▶ **Your goal**
Retype every line of the entries below character for character, leaving out the pictures.

(Boundary labeling entries)
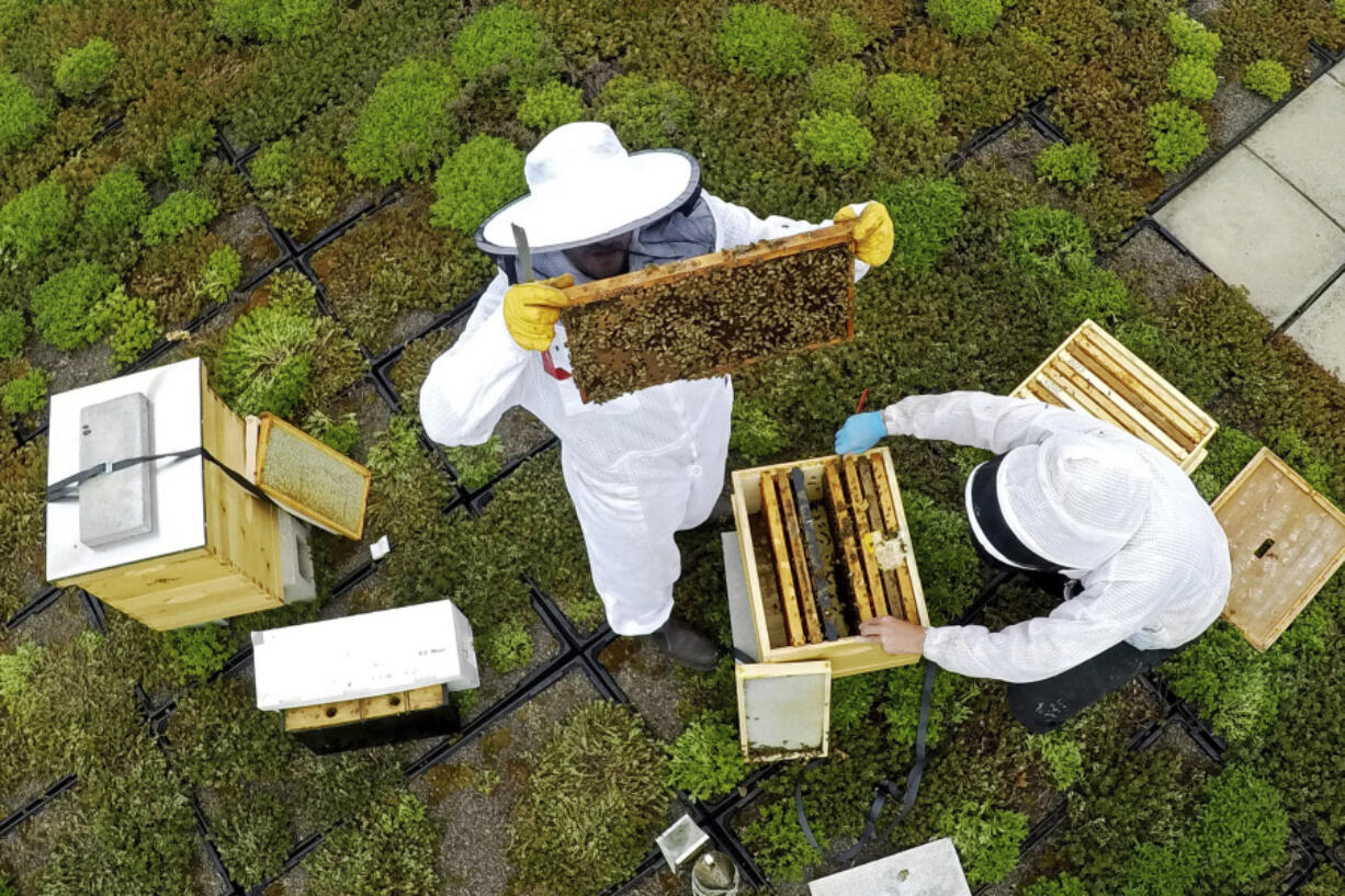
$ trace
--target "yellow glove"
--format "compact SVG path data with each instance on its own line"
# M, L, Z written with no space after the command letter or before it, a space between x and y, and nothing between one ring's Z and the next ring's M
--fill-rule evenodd
M842 223L854 218L854 210L846 206L831 221ZM855 257L866 264L881 265L892 254L892 218L881 202L870 202L859 213L859 221L854 226L854 241Z
M561 289L574 285L574 277L521 283L504 293L504 326L514 342L529 351L546 351L555 339L555 322L569 304Z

▶ **Correct response**
$ trace
--target "yellow glove"
--format "compact SVG path data with each instance on its own line"
# M, L, Z written with no space after the command letter or before it, a space between x and y, and nothing between one ring's Z and the next ring's M
--fill-rule evenodd
M842 223L854 218L854 210L846 206L831 221ZM855 257L866 264L881 265L892 254L892 218L881 202L870 202L859 213L859 221L854 226L854 241Z
M561 289L574 285L574 277L521 283L504 293L504 326L514 342L529 351L546 351L555 339L555 322L569 304Z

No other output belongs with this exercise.